▶ **Assignment**
Each line from the one holding "Expected output, for every instance of the arena" to the end of the listing below must be given again exactly as it appears.

▶ **Given records**
_ _ _ _ _
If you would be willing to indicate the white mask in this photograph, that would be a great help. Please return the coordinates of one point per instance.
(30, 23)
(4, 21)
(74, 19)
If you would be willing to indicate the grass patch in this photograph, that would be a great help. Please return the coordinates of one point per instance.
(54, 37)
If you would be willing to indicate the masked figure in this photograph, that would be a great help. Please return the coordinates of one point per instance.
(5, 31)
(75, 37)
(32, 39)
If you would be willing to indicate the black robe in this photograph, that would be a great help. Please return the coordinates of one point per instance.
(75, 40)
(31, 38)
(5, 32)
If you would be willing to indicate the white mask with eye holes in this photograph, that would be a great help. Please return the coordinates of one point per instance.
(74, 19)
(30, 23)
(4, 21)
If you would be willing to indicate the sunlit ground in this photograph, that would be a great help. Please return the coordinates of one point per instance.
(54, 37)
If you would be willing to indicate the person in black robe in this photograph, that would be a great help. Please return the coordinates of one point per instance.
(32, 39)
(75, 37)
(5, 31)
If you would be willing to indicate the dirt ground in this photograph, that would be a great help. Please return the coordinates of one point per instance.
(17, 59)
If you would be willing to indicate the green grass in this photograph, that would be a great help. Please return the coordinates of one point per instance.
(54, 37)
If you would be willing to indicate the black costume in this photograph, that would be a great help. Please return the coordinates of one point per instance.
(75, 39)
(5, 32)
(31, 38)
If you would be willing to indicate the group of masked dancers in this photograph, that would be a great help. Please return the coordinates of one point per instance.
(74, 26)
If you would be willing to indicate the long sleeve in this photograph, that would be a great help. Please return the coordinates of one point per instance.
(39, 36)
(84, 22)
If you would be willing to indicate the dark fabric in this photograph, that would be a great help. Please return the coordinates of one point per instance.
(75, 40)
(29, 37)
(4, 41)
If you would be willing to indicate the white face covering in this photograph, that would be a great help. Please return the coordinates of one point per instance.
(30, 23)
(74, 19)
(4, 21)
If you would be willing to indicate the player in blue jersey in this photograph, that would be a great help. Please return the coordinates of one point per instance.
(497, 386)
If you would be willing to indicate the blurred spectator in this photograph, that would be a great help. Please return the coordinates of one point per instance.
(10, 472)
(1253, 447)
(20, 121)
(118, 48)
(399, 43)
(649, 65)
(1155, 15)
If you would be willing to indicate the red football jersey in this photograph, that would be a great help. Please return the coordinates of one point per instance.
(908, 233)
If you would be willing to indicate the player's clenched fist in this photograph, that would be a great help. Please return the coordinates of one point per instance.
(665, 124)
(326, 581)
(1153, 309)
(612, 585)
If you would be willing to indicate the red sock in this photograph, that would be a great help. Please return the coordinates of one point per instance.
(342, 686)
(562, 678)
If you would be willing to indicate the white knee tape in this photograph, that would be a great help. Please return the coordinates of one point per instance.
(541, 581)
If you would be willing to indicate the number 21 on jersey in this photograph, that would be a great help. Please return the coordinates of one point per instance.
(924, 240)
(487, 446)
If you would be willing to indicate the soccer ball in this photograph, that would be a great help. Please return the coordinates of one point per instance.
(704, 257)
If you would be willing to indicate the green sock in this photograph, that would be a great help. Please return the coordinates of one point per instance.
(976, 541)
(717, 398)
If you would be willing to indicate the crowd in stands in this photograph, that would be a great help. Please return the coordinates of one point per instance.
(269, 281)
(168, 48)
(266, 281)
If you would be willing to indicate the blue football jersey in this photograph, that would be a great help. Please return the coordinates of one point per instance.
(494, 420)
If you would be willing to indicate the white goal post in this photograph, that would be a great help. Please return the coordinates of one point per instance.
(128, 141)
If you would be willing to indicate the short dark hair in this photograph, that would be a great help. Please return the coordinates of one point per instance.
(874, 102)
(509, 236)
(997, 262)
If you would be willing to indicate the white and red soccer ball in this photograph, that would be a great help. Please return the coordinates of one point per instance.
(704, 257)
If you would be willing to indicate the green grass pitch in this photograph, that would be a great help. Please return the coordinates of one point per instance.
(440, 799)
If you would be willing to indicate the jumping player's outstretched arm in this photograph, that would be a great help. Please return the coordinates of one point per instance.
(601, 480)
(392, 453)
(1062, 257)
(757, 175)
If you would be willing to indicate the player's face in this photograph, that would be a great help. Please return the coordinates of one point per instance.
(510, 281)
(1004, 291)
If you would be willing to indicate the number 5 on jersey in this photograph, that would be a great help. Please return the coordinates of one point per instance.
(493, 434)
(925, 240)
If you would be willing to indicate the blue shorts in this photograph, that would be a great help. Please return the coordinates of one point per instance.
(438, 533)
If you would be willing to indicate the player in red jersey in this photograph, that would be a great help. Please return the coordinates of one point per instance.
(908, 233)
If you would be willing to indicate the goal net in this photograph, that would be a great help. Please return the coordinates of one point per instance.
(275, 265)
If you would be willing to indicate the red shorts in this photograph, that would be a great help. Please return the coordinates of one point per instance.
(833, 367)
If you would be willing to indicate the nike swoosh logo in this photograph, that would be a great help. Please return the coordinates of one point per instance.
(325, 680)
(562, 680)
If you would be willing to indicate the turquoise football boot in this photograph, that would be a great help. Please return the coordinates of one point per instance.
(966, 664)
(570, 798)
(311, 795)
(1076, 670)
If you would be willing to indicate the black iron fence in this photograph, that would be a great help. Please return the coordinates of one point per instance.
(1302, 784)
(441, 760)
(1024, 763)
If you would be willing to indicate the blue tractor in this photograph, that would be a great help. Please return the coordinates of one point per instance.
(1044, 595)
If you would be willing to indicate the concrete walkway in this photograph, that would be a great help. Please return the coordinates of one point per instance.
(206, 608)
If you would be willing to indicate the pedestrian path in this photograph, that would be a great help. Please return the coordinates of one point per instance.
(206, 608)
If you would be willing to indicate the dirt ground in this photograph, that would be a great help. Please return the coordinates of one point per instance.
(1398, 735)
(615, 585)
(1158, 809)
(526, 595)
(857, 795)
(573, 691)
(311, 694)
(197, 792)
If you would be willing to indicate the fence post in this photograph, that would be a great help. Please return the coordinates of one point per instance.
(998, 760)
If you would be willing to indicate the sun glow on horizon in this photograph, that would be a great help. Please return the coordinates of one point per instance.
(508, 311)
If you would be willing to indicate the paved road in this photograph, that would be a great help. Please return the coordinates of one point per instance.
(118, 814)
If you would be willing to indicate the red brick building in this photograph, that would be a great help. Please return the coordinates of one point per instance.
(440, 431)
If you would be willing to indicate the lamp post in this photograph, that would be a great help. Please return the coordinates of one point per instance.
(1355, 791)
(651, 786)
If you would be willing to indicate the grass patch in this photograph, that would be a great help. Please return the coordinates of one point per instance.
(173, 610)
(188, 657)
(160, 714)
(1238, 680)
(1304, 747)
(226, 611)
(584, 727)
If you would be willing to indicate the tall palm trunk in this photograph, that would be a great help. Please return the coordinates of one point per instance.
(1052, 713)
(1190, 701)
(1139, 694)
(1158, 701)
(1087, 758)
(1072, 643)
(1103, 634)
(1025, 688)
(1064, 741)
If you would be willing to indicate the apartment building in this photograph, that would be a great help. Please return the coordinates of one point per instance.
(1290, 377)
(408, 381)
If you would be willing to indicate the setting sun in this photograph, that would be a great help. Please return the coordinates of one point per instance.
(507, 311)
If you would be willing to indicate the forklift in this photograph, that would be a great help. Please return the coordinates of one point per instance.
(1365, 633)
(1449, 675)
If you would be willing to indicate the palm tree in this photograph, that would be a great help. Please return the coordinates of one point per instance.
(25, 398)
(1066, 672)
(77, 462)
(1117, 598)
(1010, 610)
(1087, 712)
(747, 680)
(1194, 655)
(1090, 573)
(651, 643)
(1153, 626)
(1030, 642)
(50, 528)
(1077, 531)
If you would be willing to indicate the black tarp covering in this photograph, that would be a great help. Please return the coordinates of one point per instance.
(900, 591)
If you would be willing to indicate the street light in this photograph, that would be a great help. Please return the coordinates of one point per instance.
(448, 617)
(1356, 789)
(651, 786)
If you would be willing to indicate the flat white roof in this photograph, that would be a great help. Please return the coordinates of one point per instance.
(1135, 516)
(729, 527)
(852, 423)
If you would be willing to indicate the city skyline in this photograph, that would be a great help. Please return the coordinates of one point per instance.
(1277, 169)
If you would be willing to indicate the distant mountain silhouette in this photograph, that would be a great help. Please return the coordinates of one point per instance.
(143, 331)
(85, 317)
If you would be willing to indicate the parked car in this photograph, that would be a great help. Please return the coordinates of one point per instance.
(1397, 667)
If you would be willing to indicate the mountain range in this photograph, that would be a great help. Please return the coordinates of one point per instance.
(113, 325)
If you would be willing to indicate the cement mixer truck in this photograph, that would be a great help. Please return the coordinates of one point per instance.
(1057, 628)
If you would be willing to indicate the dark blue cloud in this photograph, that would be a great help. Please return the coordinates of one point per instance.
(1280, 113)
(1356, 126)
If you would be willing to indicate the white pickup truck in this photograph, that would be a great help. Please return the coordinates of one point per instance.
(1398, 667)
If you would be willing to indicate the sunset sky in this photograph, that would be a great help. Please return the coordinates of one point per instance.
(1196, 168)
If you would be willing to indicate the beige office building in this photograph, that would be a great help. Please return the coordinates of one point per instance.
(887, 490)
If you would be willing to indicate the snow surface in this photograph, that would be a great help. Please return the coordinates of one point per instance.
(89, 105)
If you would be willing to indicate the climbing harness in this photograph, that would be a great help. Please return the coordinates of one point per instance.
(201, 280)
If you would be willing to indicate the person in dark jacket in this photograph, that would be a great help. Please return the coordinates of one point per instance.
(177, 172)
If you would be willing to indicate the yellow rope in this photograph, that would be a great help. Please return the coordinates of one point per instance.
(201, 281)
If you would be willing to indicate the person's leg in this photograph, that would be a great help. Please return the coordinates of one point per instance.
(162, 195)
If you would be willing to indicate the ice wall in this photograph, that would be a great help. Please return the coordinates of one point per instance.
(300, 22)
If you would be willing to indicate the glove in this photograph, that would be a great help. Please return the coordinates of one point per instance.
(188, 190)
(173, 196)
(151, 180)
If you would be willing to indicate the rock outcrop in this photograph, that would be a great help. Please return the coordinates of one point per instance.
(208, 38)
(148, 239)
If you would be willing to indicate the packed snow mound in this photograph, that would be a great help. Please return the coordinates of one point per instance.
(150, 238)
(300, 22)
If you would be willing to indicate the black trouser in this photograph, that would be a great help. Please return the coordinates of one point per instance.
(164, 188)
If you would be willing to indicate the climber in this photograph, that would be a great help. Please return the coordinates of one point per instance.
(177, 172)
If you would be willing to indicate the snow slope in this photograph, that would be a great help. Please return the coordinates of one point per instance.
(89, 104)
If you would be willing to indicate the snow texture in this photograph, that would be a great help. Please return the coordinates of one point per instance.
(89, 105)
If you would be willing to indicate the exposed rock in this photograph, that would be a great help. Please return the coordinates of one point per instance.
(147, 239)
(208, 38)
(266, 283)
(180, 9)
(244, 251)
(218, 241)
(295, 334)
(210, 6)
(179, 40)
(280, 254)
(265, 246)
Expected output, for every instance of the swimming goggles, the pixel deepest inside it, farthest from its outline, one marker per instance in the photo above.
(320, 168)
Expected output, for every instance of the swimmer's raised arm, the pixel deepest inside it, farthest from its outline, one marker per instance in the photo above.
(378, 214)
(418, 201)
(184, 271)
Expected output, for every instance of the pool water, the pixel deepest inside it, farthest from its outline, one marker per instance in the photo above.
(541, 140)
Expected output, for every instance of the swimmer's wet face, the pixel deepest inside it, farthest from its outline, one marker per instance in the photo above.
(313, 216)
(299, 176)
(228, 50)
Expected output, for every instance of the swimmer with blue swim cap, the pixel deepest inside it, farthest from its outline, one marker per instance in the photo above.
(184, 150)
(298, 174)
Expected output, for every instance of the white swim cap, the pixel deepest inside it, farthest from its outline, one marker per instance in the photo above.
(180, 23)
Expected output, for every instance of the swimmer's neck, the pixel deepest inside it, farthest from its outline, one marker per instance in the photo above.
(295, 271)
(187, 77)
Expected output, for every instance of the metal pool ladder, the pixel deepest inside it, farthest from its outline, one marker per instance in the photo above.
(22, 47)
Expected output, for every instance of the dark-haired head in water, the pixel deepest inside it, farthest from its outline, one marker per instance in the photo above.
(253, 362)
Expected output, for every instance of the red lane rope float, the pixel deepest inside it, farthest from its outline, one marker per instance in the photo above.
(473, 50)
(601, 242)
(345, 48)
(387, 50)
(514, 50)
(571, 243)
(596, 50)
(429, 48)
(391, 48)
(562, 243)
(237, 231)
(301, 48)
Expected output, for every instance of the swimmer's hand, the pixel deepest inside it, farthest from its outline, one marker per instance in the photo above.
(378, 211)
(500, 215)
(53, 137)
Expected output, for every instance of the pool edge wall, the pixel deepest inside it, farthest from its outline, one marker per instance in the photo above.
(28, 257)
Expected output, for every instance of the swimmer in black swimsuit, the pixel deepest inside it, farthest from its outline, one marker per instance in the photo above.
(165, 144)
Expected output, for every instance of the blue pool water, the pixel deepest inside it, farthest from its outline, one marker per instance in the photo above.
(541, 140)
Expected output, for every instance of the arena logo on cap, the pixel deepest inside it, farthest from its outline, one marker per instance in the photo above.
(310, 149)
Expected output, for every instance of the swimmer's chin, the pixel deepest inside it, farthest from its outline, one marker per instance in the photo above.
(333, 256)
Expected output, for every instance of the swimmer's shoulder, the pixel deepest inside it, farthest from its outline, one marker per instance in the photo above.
_ _ _ _ _
▶ **Written reply**
Expected output, for every instance of the arena logo on cap, the pixel deepest inside it, farthest from its outline, one marker per instance in the photo above.
(310, 149)
Expected output, for every instance of the swimmer's chin, the pixel deepest inside it, farthest from its outline, one marker per instance in the photo above.
(333, 256)
Expected output, for every instance of the swimmer's shoulder, the pixel deepest inside it, farthest from its outline, one marker per instance in the photo above.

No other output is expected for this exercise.